- **To do**:
• a. Answer these questions from the briefing on the over-75 TV licence:
(i) In what year did the Government announce that the BBC would take over funding the concession?
(ii) What is the deadline for the consultation?
(iii) How many pensioners view the TV as their main form of companionship?
• b. Retype the stretch of the briefing on the over-75 TV licence from "1. The BBC should" through "therefore grossly unfair.".

Start of Quoted text

10 Minute Briefing – January 2019

These new, ten minute briefings from the NPC aim to give you a quick analysis of the current debates surrounding older people in the UK.

Save the Over 75 TV Licence

Introduction

In 2015, the Government announced that it would be passing over the responsibility for funding the concessionary TV licence for the over 75s to the BBC from 2020. Last November, the BBC launched a consultation on the future of the concession, and made it clear that the current arrangement was not to be considered. The purpose of this briefing is to therefore encourage members to take part in the BBC’s consultation process and make the case for the free TV licence to continue.
 
The quickest way to take part is to fill in the online survey at: https://bbcconsultation.traverse.org.uk/, but if you are not online you can still send your comments and views to Sir David Clementi Chairman, BBC Board, BBC Broadcasting House, Portland Place, London W1A 1AA. The deadline for the consultation is 12 February 2019.

Model answers
Please give the following answers to the online consultation form questions:
 
1. The BBC should be copying the current concession – tick number 1
2. (a) Tick None of these
2. (b) Tick I’m not in favour of this reform
2. (c) Tick I’m not in favour of this reform
2. (d) Tick None of these
2. (e) Leave blank
3. Other comments – include any or all of these points:

  • For many years the free TV licence has been part of the Department for Work and Pensions’ (DWP) remit, and quite rightly has been seen as part of government’s wider welfare role in tackling social isolation among the older generation.
  • Successive governments have avoided improving the state pension, and instead have offered older people individual concessions, such as the free TV licence for the over 75s. According to the OECD, the UK state pension is the least adequate in the developed world. Removing this concession, without addressing the value of the state pension is therefore grossly unfair.
  • In any democracy, access to information is crucial to enable citizens the opportunity to be informed and make decisions.
  • Loneliness among older people is now regarded as a growing problem. 1 in 4 pensioners view the TV as their main form of companionship.
  • The provision of such a concession should therefore be seen as playing a vital role in tackling this problem. However, the BBC has no such obligation or responsibility to tackle such issues. This is the responsibility of government.

End of Quoted text
Start of Items

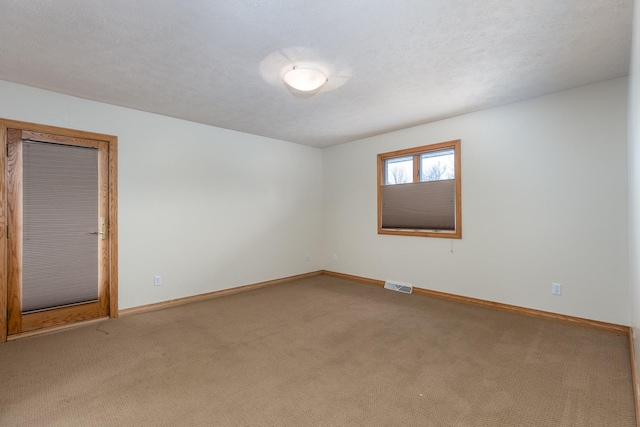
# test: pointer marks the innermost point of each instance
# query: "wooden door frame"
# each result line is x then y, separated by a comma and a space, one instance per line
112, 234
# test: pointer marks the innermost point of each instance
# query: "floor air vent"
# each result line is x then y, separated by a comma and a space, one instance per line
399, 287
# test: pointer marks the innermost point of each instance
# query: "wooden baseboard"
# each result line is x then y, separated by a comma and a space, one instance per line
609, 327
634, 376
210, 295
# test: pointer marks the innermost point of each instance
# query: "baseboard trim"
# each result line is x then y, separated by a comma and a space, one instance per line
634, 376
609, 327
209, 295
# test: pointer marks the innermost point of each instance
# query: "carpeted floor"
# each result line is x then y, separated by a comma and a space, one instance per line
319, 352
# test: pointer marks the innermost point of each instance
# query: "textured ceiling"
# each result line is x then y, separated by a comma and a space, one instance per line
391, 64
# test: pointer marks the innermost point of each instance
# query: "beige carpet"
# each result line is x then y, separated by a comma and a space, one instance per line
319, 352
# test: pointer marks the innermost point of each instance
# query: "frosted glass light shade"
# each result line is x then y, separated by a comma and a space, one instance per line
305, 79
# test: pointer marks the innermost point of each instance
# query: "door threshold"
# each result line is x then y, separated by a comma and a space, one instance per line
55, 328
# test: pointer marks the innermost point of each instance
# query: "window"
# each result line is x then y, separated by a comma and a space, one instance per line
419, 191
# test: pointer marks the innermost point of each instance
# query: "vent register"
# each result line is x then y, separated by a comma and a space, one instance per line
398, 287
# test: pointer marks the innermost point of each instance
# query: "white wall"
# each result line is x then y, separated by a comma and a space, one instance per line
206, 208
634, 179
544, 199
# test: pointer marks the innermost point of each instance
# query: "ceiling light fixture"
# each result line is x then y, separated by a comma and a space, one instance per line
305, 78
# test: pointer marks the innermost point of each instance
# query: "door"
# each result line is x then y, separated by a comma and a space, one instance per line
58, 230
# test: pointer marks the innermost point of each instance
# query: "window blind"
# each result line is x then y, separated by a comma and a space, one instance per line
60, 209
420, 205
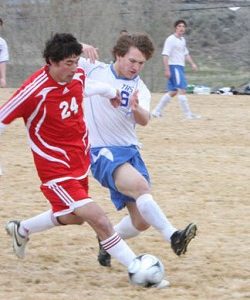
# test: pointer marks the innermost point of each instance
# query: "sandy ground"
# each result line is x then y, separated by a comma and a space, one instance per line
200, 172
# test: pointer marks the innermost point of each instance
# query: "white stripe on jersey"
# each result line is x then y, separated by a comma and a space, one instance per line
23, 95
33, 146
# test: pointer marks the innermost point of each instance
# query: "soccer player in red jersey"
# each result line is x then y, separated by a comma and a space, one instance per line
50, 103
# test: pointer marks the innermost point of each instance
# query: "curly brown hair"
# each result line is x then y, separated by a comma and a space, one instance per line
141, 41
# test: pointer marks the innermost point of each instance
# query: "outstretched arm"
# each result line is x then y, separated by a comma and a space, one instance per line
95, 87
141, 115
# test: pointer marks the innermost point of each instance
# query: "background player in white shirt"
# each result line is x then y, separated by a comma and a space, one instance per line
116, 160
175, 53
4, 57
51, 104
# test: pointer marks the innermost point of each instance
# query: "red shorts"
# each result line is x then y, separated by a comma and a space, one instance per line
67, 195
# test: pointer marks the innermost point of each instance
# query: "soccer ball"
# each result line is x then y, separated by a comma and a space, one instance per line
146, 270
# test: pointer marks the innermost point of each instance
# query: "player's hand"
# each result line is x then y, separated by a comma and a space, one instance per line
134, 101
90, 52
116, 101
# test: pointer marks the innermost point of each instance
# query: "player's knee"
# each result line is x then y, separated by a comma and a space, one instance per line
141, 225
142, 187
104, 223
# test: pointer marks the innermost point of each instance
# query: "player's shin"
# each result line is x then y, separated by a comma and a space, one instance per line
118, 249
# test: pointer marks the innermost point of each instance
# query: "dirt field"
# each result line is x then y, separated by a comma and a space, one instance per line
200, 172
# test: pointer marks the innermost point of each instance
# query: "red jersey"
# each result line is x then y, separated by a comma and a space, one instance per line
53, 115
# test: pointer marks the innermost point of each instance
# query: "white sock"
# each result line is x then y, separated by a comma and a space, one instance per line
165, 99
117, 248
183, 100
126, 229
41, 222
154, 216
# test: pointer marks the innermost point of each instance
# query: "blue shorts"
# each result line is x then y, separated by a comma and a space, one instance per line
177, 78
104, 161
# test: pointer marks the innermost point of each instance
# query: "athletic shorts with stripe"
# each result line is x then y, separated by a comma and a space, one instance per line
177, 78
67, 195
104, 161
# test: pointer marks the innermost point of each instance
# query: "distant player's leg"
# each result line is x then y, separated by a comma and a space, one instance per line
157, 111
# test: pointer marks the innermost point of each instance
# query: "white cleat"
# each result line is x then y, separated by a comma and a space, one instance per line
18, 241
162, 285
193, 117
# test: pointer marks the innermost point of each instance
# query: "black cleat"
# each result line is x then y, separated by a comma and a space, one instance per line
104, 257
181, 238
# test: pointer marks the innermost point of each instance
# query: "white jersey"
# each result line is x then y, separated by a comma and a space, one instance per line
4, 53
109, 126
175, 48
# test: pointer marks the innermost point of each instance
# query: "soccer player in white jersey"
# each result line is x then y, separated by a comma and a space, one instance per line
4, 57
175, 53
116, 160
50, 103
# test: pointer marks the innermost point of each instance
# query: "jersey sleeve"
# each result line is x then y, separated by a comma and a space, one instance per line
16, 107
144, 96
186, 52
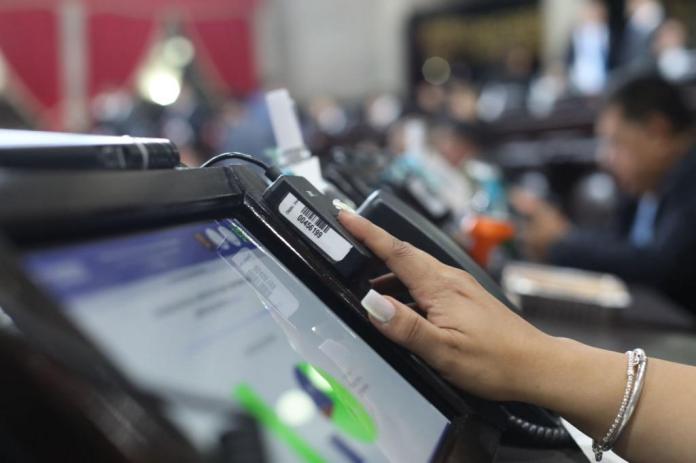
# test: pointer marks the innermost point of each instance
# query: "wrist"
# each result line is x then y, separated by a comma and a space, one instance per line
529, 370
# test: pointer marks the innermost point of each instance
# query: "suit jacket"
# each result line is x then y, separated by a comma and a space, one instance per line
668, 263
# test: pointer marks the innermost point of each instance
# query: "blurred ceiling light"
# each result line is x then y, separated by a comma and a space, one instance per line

End of Items

- **Written responses**:
• a.
(i) 2015
(ii) 12 February 2019
(iii) 1 in 4

• b.
1. The BBC should be copying the current concession – tick number 1
2. (a) Tick None of these
2. (b) Tick I’m not in favour of this reform
2. (c) Tick I’m not in favour of this reform
2. (d) Tick None of these
2. (e) Leave blank
3. Other comments – include any or all of these points:

  • For many years the free TV licence has been part of the Department for Work and Pensions’ (DWP) remit, and quite rightly has been seen as part of government’s wider welfare role in tackling social isolation among the older generation.
  • Successive governments have avoided improving the state pension, and instead have offered older people individual concessions, such as the free TV licence for the over 75s. According to the OECD, the UK state pension is the least adequate in the developed world. Removing this concession, without addressing the value of the state pension is therefore grossly unfair.